→ **What is being asked**
Copy everything from the line containing "of the multi-story" down to the line containing "x=378, y=126", both lines included, and shift every coordinate in the answers by adding 17. Leave the rest of those lines unchanged.

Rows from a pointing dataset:
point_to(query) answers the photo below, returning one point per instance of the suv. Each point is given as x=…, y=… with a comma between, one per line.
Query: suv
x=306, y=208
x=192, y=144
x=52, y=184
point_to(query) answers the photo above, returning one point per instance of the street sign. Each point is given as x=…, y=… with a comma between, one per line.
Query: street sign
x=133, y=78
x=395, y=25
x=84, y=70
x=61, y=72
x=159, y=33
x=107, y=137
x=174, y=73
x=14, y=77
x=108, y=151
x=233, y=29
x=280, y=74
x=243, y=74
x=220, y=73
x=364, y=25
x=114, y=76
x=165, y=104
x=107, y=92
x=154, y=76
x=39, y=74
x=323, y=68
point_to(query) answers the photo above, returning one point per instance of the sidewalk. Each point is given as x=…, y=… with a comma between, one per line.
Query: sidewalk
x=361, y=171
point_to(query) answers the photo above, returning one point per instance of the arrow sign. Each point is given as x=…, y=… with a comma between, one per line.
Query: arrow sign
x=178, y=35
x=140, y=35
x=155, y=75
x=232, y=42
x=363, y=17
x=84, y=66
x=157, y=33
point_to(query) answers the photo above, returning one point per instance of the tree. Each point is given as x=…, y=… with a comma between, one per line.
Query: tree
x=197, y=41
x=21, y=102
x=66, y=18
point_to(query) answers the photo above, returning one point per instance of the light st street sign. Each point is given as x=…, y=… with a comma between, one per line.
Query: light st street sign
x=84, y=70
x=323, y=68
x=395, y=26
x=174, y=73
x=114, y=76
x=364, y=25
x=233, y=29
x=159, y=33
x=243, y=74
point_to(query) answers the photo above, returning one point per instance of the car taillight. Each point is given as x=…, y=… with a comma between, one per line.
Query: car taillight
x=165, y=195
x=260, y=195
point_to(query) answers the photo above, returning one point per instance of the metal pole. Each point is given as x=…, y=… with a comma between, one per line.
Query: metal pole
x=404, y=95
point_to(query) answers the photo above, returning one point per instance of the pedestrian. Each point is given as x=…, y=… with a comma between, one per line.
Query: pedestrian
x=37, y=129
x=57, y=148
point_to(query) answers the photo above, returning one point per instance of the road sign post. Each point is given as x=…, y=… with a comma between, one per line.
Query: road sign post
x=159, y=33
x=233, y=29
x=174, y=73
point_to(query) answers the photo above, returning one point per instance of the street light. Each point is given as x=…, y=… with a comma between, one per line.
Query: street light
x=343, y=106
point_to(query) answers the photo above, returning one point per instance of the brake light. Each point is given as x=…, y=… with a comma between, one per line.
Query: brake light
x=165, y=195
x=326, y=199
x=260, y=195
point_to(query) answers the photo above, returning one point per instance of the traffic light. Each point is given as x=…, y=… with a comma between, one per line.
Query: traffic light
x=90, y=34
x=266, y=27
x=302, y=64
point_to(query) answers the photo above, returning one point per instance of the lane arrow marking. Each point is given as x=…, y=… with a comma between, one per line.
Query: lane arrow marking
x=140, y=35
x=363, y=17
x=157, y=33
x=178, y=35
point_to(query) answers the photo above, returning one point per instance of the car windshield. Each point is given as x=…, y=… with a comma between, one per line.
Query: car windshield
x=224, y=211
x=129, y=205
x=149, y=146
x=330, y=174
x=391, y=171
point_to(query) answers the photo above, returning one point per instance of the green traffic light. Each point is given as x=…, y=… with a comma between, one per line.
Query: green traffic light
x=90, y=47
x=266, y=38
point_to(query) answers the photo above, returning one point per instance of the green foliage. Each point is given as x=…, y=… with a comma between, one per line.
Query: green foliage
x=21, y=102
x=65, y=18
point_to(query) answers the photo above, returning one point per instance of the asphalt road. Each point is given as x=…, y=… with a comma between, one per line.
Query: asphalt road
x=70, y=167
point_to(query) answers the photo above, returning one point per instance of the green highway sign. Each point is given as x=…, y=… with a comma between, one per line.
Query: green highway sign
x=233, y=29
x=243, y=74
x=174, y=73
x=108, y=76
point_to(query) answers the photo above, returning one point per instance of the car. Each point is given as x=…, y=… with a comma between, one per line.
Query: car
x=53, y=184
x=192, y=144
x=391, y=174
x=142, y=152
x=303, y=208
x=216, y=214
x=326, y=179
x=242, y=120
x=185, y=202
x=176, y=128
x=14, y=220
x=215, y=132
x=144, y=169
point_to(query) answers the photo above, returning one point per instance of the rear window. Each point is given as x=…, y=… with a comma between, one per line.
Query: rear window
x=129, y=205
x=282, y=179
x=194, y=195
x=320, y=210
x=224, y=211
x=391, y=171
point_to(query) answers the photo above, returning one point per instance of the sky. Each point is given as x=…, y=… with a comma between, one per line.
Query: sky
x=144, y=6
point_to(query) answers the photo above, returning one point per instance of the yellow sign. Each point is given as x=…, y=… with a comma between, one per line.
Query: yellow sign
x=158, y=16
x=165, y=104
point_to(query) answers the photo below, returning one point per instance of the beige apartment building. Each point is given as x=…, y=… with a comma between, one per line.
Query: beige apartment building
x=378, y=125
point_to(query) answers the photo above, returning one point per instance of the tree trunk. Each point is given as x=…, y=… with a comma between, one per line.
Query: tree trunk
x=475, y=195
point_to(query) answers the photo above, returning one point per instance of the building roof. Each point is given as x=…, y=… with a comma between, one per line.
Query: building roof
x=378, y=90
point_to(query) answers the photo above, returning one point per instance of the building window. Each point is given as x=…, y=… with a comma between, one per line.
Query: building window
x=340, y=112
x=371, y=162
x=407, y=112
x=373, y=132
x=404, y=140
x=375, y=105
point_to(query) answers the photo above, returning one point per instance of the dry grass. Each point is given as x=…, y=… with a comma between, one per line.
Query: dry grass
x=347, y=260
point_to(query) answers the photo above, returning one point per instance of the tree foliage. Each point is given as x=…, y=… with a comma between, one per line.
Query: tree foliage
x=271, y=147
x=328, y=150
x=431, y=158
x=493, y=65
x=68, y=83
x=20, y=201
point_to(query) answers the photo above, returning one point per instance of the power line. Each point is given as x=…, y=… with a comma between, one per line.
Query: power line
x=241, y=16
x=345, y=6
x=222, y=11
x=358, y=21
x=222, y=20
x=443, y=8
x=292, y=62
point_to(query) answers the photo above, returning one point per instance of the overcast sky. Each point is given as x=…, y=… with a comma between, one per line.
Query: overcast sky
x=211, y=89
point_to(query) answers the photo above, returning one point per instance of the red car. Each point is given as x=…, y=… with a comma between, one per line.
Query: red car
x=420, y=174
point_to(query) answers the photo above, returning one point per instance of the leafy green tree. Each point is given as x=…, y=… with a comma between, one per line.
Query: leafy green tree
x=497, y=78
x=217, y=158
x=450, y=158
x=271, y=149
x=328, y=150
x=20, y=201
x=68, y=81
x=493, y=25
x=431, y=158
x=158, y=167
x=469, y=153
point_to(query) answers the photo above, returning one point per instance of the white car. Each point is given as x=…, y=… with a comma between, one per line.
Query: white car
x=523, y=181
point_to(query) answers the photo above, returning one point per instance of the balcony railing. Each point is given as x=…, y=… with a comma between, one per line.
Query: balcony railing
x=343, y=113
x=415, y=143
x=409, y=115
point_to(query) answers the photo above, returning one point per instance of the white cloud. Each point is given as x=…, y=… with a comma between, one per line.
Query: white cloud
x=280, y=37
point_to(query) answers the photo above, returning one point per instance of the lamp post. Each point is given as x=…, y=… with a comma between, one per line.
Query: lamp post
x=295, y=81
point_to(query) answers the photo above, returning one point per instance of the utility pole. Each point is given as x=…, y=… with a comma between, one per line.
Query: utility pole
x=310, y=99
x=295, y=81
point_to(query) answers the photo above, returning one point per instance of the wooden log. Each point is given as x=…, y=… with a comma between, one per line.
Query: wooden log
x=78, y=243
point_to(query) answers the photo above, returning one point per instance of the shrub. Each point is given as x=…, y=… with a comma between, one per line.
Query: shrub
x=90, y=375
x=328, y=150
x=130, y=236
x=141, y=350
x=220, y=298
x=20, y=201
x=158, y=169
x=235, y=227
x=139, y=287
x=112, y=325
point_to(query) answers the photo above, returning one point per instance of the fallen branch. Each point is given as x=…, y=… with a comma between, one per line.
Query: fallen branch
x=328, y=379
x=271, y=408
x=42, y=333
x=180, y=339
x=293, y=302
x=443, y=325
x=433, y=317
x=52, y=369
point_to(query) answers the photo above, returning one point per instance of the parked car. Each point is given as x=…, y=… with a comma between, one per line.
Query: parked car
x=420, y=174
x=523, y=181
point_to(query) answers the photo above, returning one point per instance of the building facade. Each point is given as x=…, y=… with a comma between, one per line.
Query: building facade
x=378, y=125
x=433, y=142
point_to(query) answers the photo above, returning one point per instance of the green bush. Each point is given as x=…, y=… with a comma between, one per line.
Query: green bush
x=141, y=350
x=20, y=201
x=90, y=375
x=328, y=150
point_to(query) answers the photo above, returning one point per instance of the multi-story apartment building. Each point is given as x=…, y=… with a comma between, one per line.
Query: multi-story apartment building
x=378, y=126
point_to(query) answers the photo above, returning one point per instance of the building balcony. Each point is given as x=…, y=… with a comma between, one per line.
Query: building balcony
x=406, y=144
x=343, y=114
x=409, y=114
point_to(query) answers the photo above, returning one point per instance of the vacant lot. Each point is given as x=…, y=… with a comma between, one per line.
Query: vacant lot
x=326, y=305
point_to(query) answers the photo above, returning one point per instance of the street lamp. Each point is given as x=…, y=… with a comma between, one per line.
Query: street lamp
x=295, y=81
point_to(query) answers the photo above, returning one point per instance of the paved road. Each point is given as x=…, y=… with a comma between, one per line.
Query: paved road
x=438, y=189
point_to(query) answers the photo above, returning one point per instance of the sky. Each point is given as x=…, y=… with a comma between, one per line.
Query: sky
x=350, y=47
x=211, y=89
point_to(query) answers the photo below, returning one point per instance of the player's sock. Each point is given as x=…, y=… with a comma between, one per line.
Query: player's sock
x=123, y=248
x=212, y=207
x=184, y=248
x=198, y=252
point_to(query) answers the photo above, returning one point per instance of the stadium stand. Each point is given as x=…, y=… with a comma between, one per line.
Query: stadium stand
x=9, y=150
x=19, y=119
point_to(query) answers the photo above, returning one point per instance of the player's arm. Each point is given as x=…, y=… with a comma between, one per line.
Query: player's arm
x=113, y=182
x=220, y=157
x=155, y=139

→ **Task answer**
point_to(query) answers the photo above, returning one point per instance of the multi-story apartment building. Each point is given as x=…, y=… with a comma between, one per line.
Query: multi-story apartment building
x=395, y=143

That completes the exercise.